● WHAT IS BEING ASKED
Could you restate every entry word for word, minus the pictures?

EXERCISE MATERIALS START

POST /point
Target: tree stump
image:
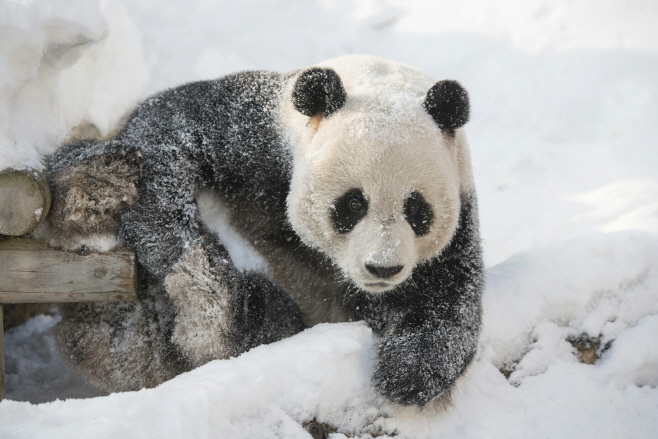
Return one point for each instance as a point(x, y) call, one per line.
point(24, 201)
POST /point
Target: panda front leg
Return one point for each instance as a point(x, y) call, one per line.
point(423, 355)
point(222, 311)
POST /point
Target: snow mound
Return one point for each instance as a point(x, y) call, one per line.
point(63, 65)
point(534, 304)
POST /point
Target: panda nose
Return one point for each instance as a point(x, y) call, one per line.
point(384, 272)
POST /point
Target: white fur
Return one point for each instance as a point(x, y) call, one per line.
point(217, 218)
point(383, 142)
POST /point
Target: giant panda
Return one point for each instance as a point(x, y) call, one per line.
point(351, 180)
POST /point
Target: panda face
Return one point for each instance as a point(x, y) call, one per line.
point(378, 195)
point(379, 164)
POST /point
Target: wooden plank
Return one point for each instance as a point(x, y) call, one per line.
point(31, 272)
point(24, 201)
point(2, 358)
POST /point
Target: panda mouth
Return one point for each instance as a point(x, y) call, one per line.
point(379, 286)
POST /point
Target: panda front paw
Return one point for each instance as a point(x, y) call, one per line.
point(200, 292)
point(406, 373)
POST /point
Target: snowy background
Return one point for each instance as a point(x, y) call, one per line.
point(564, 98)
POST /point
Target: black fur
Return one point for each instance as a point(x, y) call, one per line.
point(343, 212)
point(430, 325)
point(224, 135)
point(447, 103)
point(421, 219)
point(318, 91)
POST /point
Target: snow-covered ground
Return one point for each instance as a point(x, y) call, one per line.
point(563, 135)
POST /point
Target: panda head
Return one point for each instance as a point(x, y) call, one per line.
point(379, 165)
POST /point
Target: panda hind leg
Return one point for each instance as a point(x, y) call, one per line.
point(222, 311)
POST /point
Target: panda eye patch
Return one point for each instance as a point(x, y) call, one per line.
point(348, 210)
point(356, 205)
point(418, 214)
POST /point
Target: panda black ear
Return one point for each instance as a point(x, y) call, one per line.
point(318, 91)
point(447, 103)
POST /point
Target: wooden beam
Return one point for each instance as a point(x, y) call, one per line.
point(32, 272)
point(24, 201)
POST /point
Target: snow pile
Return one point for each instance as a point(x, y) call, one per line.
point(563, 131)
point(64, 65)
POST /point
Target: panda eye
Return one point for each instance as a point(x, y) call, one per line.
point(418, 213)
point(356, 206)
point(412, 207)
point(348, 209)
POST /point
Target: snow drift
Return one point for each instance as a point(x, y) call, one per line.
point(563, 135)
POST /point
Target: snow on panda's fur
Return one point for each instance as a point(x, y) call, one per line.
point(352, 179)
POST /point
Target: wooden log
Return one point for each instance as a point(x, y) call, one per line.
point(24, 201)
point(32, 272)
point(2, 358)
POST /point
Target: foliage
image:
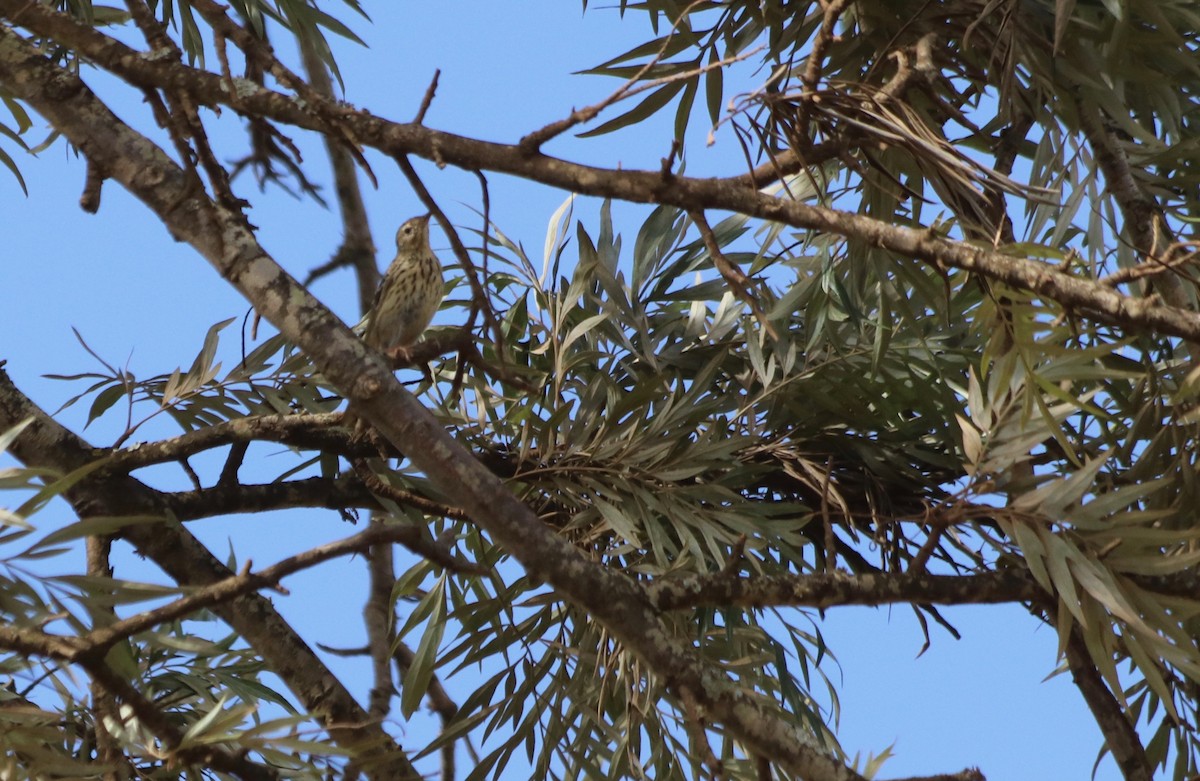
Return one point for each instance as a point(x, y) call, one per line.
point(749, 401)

EXERCISE MATERIALS END

● YOUR SOLUTION
POST /point
Target: tree stump
image:
Return one point for each instance as a point(x, y) call, one per line.
point(24, 201)
POST /point
Target: panda front leg
Return one point for each instance as a point(x, y) call, one per line.
point(423, 355)
point(222, 311)
POST /point
Target: snow mound
Return one point for each instance as a point(x, y) call, one per line.
point(63, 65)
point(534, 304)
POST /point
Target: panda nose
Return one point for each instance as a point(x, y) call, one per line.
point(384, 272)
POST /point
Target: white fur
Return one point for each instance as a point(x, y) call, one per line.
point(217, 218)
point(383, 142)
POST /point
Target: giant panda
Return one point for each instance as a point(x, y) call, one per line.
point(351, 180)
POST /point
Target: panda face
Return one point for each instance as a point(x, y) call, one per line.
point(378, 195)
point(379, 164)
POST /point
Target: wooden plank
Return one point for each instance as a point(x, y) call, one per line.
point(31, 272)
point(24, 201)
point(2, 358)
POST /point
Target: panda mouth
Return one point for each instance as a point(x, y) call, one per line.
point(379, 286)
POST /point
Target: panda front paw
Return one point for each instance as a point(x, y) call, one per line.
point(200, 292)
point(406, 373)
POST /point
Target: snowy background
Return one point for each instance as a point(x, y) call, one per line.
point(564, 98)
POST /point
Target: black fur
Return one point for each instance as a point(x, y) call, one per line.
point(343, 212)
point(430, 325)
point(224, 135)
point(447, 103)
point(421, 219)
point(318, 91)
POST /point
Target: snow-covered ground
Return one point for each instance as a point(x, y) call, one per line.
point(563, 135)
POST /point
Target: panda head
Return one point for each instance as a point(x, y) call, one per line.
point(379, 165)
POST /point
Target: panda hind leg
Return one point for each instance as a point(x, y) call, one per line.
point(222, 311)
POST /point
Target: panda eye patch
Return one point for each instance as a point(x, y) call, one per line.
point(348, 210)
point(356, 205)
point(418, 214)
POST /point
Target: panda black ear
Return one point for each instance as a point(x, y) call, one per line.
point(318, 91)
point(447, 103)
POST /point
Target: wooden beam
Return one point for each instance as a point(x, y) call, one per line.
point(32, 272)
point(24, 201)
POST /point
Target: snow pile
Return one point for each instance as a point(x, y) call, one per line.
point(563, 131)
point(64, 65)
POST /point
Target: panda eye
Return one point for each instance as a point(x, y) call, one per line.
point(418, 213)
point(356, 206)
point(412, 207)
point(348, 209)
POST /point
Target: snow drift
Return one point for each instance as a point(x, y) call, one per line.
point(563, 135)
POST /point
Target: snow on panda's fur
Return one point for each instance as a point(x, y) call, one per line.
point(352, 179)
POST /point
Target: wooden log
Return one point for each instance as a point(x, y) call, one per line.
point(24, 201)
point(32, 272)
point(2, 358)
POST /point
Target: foliage
image:
Return one point for each instance as a point(x, y) call, one per line.
point(749, 401)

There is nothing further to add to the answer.